** EXERCISE DETAILS **
Copy out every line of the data below, requests included, and shift each coordinate value in the answers by -117. Leave the numbers in the requests and in their sample result formats as they are.

** AVAILABLE DATA **
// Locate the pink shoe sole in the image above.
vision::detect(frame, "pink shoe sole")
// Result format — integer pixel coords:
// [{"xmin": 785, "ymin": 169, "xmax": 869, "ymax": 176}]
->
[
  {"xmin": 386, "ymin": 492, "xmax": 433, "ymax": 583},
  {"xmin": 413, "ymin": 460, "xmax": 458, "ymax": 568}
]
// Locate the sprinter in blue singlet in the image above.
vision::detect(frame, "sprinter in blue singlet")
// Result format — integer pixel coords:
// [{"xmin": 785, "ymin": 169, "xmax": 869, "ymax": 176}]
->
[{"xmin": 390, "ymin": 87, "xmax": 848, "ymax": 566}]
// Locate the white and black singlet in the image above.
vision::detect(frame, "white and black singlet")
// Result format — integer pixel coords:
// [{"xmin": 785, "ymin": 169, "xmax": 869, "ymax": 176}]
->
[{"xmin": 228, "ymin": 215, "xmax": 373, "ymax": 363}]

** RESULT OF THE EXERCISE **
// Locate the pink shoe sole in the image above.
vision::detect(frame, "pink shoe sole")
// Result format — integer pixel coords:
// [{"xmin": 785, "ymin": 169, "xmax": 869, "ymax": 176}]
->
[
  {"xmin": 269, "ymin": 375, "xmax": 316, "ymax": 466},
  {"xmin": 296, "ymin": 343, "xmax": 341, "ymax": 451}
]
// Locate the sprinter in blue singlet in the image above.
vision::detect(frame, "sprinter in blue singlet")
// Result format — integer pixel coords:
// [{"xmin": 785, "ymin": 169, "xmax": 869, "ymax": 176}]
->
[{"xmin": 273, "ymin": -30, "xmax": 731, "ymax": 449}]
// Locate the white and black singlet in the image above.
vision::detect(frame, "white and black singlet")
// Result format — integer pixel coords:
// [{"xmin": 785, "ymin": 169, "xmax": 869, "ymax": 176}]
->
[{"xmin": 111, "ymin": 98, "xmax": 256, "ymax": 246}]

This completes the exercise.